# OBJECTIVE
Turn each line of the material below into a JSON list of strings, one string per line, and leave out the blank lines.
______
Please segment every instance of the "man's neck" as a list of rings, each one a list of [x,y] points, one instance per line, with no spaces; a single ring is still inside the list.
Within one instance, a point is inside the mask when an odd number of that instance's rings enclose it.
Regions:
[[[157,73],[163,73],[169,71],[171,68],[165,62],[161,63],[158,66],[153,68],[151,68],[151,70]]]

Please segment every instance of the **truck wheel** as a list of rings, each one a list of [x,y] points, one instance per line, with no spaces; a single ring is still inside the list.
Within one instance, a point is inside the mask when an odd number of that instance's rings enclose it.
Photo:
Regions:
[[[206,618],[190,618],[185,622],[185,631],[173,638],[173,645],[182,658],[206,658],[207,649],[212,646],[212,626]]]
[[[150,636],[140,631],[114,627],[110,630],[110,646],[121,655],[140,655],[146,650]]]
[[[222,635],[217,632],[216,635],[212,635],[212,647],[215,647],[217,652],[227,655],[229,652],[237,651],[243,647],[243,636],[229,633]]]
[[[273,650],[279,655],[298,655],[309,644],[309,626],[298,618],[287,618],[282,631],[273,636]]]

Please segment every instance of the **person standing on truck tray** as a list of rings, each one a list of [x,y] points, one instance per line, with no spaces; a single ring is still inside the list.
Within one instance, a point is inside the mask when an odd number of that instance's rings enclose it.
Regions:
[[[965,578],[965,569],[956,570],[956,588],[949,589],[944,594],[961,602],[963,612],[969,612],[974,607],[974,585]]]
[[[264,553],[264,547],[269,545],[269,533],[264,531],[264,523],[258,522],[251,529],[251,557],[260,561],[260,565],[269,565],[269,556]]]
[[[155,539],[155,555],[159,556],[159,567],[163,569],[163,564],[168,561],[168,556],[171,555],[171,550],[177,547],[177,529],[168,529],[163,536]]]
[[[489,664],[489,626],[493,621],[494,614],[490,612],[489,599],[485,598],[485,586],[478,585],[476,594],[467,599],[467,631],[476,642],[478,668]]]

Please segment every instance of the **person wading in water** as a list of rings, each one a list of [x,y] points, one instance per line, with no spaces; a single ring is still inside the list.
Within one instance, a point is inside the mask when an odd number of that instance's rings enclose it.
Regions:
______
# RESULT OF THIS EXERCISE
[
  "Please segment every instance of the \"man's neck\" as a list of rings, each one a list of [x,y] points, one instance per line, with no spaces; a single ring is still inside the list.",
  "Within one instance, a point is inside the mask when an odd number of that instance's rings enclose it.",
  "Regions:",
  "[[[157,73],[163,73],[169,71],[171,68],[165,62],[161,63],[158,66],[153,68],[151,68],[151,70]]]",
  "Please segment every instance of the **truck wheel** as a list of rings, each one a list of [x,y] points, one instance per line, with no spaces; a single ring is still inside the list.",
  "Within one instance, a point is inside the mask when an odd number of that instance's rings enclose it.",
  "Photo:",
  "Regions:",
  "[[[206,618],[190,618],[185,622],[185,631],[173,638],[173,645],[182,658],[206,658],[207,649],[212,646],[212,626]]]",
  "[[[150,636],[140,631],[114,627],[110,630],[110,646],[121,655],[140,655],[146,650]]]",
  "[[[222,635],[217,632],[216,635],[212,635],[212,647],[215,647],[217,652],[227,655],[229,652],[237,651],[243,647],[243,636],[229,633]]]",
  "[[[273,650],[279,655],[298,655],[309,644],[309,626],[298,618],[287,618],[282,631],[273,636]]]",
  "Please segment every instance of the **person standing on truck tray** as a list of rings, each one a list of [x,y] points, one instance per line, with no spaces; a single ring is still inside the list.",
  "Within one instance, a point is inside the mask when an odd number of that instance's rings enclose it.",
  "Regions:",
  "[[[965,578],[965,569],[956,570],[956,588],[949,589],[944,594],[961,602],[963,612],[969,612],[974,607],[974,585]]]",
  "[[[264,553],[264,547],[269,545],[269,533],[264,531],[264,523],[258,522],[251,529],[251,557],[260,561],[260,565],[269,565],[269,556]]]",
  "[[[155,539],[155,555],[159,556],[159,567],[163,569],[163,564],[168,561],[168,556],[171,555],[171,550],[177,547],[177,529],[168,529],[163,536]]]",
  "[[[489,664],[489,626],[493,621],[494,614],[490,612],[489,599],[485,598],[485,586],[478,585],[476,594],[467,599],[467,631],[476,642],[478,668]]]",
  "Please segment every instance of the **person wading in water** as a list of rings, each one a list of [x,y] points, one instance per line, with no spaces; a single ring is still inside the list.",
  "Within one instance, a point is inside the mask when an odd number of that instance's rings enclose it.",
  "Regions:"
]